§ **Task requirements**:
- 1) In the passage on racing team setup records, who were Tony Rudd's reports on the BRM written for?
- 2) Write the next part of the passage on racing team setup records, picking up after its final sentence.

§ **Extract**:
::::::::::

It all depends on professionalism within the racing team. Everyone who was competent kept a chassis log book so that limited life components were replaced appropriately. Track settings (camber, tyre pressure, spring rating, anti-rollbar diameter) would have been recorded, especially for "adjustable" cars like the Cooper and Lotus; even if John Cooper paid little attention, Jack Brabham and Bruce McLaren would have been more aware; if a car was to be sold at the end of the season, a settings record would make it more attractive. Works or semi-works teams in 1960s F2 and F3 raced at the same circuits every year, sometimes several times; smart managers kept log books providing the initial setup for each track.

 

Tony Rudd's reports on the BRM were written for the team owner and covered technical aspects, race tactics and race performance. The detail within them indicates that the BRM team recorded much more at races and tests. BRM supplied customer cars in the 1960s and the buyers expected factory support about basic setup. In the 1950s and earlier, Maserati sold customer GP cars and sent a factory workshop lorry to major events to support them; Maserati depended on customers buying and racing GP cars, so we can assume that the support team knew how to set them up.

::::::::::

Entries drawn from a collection:
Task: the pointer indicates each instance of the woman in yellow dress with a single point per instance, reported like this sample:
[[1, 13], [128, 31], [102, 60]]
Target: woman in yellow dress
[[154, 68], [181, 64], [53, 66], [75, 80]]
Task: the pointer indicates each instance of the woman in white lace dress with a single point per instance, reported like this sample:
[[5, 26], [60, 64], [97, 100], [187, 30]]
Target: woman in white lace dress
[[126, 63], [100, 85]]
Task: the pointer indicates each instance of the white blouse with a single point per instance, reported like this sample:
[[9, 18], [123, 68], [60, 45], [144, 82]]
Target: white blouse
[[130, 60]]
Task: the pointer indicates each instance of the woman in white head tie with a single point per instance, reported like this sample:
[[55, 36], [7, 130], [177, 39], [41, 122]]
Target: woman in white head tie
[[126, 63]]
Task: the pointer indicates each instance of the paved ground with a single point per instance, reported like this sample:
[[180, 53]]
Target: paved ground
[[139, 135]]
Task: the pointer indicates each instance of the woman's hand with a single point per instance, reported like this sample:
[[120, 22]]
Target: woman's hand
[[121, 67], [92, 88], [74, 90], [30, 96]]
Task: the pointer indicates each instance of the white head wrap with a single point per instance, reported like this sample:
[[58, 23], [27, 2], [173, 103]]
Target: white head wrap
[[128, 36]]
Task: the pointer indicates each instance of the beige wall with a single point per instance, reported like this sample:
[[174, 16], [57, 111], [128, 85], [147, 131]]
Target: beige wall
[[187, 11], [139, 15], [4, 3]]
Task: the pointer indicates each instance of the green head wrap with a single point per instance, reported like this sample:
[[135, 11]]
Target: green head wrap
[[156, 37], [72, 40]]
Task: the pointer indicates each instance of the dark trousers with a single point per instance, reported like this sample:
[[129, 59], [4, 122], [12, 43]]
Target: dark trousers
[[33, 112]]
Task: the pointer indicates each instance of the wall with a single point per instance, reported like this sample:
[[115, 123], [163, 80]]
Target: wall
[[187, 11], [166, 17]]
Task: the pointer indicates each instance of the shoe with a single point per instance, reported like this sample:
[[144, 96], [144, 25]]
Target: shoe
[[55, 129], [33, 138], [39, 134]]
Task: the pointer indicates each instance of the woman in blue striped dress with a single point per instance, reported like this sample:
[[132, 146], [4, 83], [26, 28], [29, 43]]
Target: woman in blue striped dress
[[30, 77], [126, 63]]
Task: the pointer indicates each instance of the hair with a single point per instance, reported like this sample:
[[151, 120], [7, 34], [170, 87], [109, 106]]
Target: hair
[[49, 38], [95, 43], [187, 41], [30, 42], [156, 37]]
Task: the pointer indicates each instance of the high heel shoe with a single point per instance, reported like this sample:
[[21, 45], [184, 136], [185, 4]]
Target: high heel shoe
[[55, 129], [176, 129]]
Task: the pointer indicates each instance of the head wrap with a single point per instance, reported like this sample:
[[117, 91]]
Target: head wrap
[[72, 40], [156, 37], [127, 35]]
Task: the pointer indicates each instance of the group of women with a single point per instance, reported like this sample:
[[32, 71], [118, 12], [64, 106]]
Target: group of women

::::::::::

§ **Responses to the tasks**:
- 1) They were written for the team owner.

- 2)
 

When Ferrari acquired the Lancia D50 design, the team created a number of experimental models based on it. Monitoring that scenario would have created a lot of data, although Ferrari may have had little interest in the "failed" designs. Mercedes-Benz built and tested different versions of the W196 in a more methodical way.

 

The Tony Rudd reports are informative about the process. Rudd's reports are too structured and detailed to have been dictated on the fly. Tony Rudd must have written them in long hand for a secretary to type up. Rudd then corrected them for the final versions (with fewer mistakes). It must have been a painful experience for the secretary and Mr Rudd. 

 

I too would love to know the format of Mercedes-Benz racing records of the 1950s and earlier.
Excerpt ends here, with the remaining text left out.